Look for the word "accurate" in the records, and copy each line where it appears.

+++ Provided entries +++

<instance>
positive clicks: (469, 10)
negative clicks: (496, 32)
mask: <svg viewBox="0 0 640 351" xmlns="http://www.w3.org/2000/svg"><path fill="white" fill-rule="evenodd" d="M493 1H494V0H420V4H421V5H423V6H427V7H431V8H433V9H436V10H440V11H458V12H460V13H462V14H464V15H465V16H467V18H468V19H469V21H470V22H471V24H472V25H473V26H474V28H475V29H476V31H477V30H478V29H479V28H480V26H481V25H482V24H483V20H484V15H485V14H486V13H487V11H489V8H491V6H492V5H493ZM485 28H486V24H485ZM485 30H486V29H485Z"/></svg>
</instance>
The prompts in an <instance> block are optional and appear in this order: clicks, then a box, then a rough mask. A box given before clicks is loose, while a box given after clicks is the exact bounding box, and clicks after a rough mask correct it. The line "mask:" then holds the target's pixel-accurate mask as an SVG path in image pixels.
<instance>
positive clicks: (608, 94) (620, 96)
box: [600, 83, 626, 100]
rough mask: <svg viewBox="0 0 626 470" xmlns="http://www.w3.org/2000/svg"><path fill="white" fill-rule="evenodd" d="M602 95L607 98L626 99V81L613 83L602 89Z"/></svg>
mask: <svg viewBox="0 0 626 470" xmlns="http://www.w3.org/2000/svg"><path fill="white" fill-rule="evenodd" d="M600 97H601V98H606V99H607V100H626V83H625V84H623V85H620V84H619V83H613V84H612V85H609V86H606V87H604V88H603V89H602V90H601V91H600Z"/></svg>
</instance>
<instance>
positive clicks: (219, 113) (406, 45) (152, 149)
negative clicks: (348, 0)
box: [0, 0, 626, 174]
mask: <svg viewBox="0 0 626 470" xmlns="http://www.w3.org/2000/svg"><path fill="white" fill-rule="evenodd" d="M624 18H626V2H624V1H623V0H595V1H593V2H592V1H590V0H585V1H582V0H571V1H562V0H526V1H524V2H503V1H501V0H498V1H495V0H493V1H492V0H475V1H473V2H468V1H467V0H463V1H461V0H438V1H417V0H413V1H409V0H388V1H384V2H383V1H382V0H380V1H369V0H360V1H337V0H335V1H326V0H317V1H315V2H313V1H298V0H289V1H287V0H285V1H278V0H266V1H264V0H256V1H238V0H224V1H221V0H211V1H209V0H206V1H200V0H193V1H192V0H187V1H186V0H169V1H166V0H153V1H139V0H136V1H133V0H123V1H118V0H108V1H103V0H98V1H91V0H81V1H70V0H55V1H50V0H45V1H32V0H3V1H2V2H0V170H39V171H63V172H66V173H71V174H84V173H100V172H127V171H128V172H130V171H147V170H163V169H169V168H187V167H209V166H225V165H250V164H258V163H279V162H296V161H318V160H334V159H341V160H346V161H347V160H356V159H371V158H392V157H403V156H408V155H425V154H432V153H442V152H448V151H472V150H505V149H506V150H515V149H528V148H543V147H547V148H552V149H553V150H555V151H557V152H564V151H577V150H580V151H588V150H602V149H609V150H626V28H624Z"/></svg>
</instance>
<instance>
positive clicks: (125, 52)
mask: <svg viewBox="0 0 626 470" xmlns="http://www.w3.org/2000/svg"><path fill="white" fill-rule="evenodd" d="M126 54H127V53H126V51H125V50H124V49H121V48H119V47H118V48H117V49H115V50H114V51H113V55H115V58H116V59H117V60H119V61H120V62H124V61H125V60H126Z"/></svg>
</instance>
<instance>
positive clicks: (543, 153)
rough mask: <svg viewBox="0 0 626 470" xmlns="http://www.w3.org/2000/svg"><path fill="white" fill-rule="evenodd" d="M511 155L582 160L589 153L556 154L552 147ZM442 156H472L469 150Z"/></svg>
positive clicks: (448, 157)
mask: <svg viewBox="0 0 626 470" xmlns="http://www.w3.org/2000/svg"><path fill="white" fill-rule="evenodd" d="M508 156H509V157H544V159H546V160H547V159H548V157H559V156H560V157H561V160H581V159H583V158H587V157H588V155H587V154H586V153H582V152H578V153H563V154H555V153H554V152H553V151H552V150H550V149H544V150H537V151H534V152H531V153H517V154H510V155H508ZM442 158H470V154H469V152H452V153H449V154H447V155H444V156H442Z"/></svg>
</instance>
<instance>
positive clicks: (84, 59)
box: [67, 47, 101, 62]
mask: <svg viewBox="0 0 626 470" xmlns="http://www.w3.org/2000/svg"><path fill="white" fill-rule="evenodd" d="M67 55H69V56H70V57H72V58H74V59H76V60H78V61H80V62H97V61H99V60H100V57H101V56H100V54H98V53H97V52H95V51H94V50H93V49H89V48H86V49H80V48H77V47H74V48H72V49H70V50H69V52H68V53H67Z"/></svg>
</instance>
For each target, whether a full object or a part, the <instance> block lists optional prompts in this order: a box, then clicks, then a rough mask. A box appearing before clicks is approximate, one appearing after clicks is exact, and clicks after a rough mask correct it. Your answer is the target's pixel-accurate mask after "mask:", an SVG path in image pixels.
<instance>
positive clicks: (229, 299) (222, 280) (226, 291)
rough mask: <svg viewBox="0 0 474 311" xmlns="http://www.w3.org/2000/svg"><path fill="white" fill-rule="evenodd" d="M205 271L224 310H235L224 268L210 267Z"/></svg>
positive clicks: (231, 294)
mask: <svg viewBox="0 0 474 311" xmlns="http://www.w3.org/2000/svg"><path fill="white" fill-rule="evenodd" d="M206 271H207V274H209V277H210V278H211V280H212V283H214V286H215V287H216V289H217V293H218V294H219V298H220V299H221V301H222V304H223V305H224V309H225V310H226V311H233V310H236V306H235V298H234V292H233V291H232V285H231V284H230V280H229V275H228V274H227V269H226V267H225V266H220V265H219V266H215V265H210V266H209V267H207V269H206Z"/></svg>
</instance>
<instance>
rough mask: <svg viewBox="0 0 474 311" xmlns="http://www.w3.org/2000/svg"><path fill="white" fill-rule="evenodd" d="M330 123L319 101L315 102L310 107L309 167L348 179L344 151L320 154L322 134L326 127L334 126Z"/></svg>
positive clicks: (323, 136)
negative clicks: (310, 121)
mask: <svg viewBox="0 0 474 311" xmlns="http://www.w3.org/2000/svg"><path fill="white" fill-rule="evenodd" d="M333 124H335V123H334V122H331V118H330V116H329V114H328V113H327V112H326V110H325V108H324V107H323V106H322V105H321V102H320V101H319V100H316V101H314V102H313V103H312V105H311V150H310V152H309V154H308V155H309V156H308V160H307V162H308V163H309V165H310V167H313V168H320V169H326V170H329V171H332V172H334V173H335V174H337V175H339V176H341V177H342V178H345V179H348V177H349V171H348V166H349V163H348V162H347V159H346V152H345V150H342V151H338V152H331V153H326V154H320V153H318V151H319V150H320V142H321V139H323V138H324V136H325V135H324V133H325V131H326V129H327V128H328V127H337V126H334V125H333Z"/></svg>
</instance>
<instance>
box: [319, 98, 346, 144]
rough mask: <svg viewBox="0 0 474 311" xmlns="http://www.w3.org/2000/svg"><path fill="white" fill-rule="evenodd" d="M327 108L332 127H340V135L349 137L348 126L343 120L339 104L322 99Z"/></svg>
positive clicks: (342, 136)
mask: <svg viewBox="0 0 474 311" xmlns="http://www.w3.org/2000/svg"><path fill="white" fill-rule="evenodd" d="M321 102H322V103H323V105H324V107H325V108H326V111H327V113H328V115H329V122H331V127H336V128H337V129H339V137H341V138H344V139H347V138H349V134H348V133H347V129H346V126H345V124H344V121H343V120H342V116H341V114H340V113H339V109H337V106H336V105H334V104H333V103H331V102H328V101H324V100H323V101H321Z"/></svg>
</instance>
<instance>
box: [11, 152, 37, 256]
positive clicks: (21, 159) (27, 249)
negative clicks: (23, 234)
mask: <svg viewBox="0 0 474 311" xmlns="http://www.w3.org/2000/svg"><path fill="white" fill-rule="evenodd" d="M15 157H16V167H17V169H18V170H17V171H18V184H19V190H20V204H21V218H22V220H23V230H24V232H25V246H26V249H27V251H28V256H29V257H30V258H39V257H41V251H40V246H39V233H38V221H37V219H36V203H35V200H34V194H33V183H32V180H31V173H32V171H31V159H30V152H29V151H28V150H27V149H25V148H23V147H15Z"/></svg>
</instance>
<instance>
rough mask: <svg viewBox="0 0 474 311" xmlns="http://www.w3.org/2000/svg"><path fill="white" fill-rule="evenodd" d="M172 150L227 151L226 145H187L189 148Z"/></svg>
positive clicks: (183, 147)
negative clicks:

+++

## Written answer
The prompts in an <instance> block are optional and appear in this order: clicks, then a box, then a rough mask. A box given before clicks is loose, while a box given after clicks is the exact bounding box, and clicks after a rough mask correct it. The line "mask:" then holds the target's pixel-accurate mask as an SVG path in image pixels.
For each target, whether a full object or a part, the <instance> block lists optional prompts in this order: a box, then clicks, then a rough mask. A box appearing before clicks is approximate, one appearing after clicks is exact, and clicks after a rough mask correct it. Your answer is the target's pixel-accurate mask after "mask:", an SVG path in image pixels.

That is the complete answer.